WHAT THE TASK ASKS: Using the string "herb" as the key, pull each matching line out of the records below.

RECORDS SHOWN: Begin

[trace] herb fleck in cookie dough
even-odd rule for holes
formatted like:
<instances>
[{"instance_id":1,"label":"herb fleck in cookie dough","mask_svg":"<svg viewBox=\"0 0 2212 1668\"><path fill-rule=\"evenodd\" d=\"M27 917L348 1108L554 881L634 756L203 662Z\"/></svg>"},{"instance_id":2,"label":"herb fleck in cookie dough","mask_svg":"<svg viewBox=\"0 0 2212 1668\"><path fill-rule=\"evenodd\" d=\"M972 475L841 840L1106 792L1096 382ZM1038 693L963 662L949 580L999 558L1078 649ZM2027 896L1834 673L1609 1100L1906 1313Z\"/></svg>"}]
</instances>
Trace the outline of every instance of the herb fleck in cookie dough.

RECORDS SHOWN: End
RECORDS SHOWN: Begin

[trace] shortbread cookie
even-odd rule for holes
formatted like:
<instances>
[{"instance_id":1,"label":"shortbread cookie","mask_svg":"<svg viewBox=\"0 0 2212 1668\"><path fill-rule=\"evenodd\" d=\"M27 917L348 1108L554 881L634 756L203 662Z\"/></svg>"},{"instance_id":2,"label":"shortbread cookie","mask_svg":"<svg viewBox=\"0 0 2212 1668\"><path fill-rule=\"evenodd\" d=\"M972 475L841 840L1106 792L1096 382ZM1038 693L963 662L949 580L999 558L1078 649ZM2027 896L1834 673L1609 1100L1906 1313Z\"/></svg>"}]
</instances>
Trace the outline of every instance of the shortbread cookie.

RECORDS SHOWN: End

ANSWER TO THIS TASK:
[trace] herb fleck in cookie dough
[{"instance_id":1,"label":"herb fleck in cookie dough","mask_svg":"<svg viewBox=\"0 0 2212 1668\"><path fill-rule=\"evenodd\" d=\"M27 917L348 1108L554 881L634 756L203 662Z\"/></svg>"},{"instance_id":2,"label":"herb fleck in cookie dough","mask_svg":"<svg viewBox=\"0 0 2212 1668\"><path fill-rule=\"evenodd\" d=\"M972 475L841 840L1106 792L1096 382ZM1038 693L963 662L949 580L999 558L1078 649ZM2027 896L1834 673L1609 1100L1906 1313Z\"/></svg>"}]
Trace the outline of every instance of the herb fleck in cookie dough.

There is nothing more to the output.